Bien sûr qu'il faut (leur) dire ! Ce que je n'aime pas, ce sont les critiques qui alignent les phrases bien tournées pour dire en gros "c'est de la m..., n'y allez pas !" et restent silencieuses sur tout ce qui est technique et/ou scénaristique. Je n'ai pas besoin de directeurs de pensées ! J'attends autre chose de gens censés mieux connaître le cinéma que moi !
J'ai lu un jour une critique qui se permettait de parler d'entrée de jeu de la fin du film, complétant son texte d'une simple phrase du genre: "voilà, tout le pseudo-intérêt du film est contenu dans sa conclusion à la gomme, vous savez à quoi vous en tenir, pas la peine de vous déplacer". J'ai failli écrire au gars pour lui dire ma façon de penser :)
Tu trouves pas que ça va trop loin dans la descente en flammes, des fois ?
J'ai horreur des critiques qui spoilent sans prévenir Martin, donc dans ces cas-là, je te suis complètement.

→ **Tâche à réaliser**
Transcrivez intégralement l'extrait consacré aux critiques de films, sans y apporter la moindre modification. Fondez-vous exclusivement sur l'extrait.

[Entrées de désignation d'objets nommés]
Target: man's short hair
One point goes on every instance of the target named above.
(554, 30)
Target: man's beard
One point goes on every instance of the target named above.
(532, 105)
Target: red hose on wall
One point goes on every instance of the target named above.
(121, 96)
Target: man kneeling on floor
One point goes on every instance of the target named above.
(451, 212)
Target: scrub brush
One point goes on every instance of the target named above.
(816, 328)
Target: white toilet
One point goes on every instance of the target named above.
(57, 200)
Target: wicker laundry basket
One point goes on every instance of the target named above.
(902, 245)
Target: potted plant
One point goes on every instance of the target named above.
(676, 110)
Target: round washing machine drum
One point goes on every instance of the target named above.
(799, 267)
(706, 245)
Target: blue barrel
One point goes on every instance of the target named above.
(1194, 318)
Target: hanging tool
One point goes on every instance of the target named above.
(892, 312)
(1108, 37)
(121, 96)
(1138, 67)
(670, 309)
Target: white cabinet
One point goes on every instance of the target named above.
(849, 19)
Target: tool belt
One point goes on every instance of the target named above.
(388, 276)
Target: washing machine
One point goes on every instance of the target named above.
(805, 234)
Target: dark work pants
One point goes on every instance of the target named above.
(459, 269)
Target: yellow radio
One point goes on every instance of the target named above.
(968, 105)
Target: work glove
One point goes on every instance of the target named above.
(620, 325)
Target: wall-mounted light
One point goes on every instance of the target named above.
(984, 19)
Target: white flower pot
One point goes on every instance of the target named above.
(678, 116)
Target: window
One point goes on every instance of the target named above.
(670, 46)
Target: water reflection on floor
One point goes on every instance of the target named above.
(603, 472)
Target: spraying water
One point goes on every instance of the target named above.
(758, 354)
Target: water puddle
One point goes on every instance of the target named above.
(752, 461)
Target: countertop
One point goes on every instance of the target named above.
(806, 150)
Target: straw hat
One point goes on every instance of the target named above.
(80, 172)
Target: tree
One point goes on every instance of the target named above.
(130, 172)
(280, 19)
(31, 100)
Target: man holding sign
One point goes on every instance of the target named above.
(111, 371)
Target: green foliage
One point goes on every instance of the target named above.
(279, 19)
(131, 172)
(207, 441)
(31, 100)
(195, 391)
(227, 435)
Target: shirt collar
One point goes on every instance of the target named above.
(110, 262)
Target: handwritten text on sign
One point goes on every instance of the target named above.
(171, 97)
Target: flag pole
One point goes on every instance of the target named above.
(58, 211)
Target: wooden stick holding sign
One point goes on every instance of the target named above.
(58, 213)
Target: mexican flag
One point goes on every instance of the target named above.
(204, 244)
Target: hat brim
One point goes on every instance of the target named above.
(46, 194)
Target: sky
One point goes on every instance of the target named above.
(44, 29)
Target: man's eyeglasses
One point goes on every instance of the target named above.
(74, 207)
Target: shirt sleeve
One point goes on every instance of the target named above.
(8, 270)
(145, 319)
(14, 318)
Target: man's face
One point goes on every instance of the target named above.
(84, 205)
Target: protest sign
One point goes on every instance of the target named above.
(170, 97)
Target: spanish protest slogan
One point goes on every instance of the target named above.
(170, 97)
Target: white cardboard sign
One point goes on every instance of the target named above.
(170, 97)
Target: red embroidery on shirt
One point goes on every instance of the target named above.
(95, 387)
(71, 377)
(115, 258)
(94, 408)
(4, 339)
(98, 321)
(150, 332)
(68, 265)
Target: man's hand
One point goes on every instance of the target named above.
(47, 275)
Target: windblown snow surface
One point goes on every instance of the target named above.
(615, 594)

→ **Réponse complète**
Bien sûr qu'il faut (leur) dire ! Ce que je n'aime pas, ce sont les critiques qui alignent les phrases bien tournées pour dire en gros "c'est de la m..., n'y allez pas !" et restent silencieuses sur tout ce qui est technique et/ou scénaristique. Je n'ai pas besoin de directeurs de pensées ! J'attends autre chose de gens censés mieux connaître le cinéma que moi !
J'ai lu un jour une critique qui se permettait de parler d'entrée de jeu de la fin du film, complétant son texte d'une simple phrase du genre: "voilà, tout le pseudo-intérêt du film est contenu dans sa conclusion à la gomme, vous savez à quoi vous en tenir, pas la peine de vous déplacer". J'ai failli écrire au gars pour lui dire ma façon de penser :)
Tu trouves pas que ça va trop loin dans la descente en flammes, des fois ?
J'ai horreur des critiques qui spoilent sans prévenir Martin, donc dans ces cas-là, je te suis complètement.